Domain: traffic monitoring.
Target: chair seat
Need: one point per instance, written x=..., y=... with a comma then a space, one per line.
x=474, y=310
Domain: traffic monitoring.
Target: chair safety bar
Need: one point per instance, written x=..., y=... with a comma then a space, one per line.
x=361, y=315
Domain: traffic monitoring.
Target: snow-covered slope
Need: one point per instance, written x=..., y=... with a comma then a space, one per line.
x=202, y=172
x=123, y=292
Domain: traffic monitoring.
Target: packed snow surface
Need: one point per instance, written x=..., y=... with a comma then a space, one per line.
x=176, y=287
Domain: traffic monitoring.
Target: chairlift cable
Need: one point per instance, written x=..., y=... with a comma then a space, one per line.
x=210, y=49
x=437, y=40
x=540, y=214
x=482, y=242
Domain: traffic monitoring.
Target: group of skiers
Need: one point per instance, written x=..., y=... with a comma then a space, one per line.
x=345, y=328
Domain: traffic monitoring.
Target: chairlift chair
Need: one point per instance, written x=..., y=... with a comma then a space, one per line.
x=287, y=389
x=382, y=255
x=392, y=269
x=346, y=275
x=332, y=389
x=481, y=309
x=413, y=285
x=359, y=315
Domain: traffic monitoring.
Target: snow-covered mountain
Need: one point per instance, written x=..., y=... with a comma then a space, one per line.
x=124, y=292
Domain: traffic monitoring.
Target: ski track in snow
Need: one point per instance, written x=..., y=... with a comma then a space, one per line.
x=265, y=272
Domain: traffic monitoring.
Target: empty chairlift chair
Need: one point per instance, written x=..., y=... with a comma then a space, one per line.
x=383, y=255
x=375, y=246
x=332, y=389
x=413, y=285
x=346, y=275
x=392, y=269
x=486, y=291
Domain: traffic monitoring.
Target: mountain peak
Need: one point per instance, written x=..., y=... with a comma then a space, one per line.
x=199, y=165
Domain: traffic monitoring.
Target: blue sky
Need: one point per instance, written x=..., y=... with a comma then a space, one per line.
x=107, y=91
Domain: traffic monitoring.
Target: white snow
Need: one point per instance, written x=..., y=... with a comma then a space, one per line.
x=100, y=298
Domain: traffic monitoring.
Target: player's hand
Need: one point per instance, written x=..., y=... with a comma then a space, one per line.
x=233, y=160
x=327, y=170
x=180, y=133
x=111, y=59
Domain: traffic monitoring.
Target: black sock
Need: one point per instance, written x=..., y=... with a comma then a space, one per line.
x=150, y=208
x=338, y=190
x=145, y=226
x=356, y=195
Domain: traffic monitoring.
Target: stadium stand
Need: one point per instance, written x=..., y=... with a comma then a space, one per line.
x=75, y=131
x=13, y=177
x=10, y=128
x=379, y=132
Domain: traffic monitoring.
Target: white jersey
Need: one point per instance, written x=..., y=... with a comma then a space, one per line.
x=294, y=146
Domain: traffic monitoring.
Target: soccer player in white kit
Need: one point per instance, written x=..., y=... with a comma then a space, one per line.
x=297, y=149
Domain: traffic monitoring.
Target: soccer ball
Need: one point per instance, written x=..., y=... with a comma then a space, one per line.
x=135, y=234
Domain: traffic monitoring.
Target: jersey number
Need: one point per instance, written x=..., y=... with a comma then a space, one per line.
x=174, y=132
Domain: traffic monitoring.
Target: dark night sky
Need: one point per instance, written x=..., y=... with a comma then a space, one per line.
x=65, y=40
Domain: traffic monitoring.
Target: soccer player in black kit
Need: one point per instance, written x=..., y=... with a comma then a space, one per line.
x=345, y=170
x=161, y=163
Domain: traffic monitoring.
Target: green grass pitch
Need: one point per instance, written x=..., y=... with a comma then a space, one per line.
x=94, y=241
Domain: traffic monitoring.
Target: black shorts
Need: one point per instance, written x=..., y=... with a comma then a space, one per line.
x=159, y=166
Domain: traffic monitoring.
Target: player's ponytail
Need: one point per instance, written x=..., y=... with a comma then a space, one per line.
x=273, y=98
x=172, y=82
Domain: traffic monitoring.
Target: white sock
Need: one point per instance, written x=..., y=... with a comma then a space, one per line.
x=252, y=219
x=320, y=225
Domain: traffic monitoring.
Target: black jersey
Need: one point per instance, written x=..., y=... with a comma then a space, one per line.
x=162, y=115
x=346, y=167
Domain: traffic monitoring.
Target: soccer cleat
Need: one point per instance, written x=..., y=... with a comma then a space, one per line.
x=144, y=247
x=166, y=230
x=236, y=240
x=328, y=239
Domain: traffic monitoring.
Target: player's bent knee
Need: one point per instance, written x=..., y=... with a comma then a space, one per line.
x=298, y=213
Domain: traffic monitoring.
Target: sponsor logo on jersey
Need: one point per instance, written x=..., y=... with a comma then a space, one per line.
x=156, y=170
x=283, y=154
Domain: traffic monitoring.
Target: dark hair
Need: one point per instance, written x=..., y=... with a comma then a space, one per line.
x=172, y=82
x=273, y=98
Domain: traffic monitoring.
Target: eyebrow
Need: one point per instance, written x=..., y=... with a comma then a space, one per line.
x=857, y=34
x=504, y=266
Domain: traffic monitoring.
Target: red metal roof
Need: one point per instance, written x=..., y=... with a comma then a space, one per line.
================
* [TASK GOAL]
Copy the lines above again, from the first line through the line that contains "x=361, y=315", requests included. Shift every coordinate in the answers by adding -143 to it.

* [RESULT OF THIS EXERCISE]
Domain: traffic monitoring.
Target: chair seat
Need: one point per instance, written x=..., y=... with a comma then a space, one per line.
x=331, y=167
Domain: traffic monitoring.
Target: chair safety bar
Need: one point per instance, written x=..., y=... with a comma then a space, one per line.
x=218, y=172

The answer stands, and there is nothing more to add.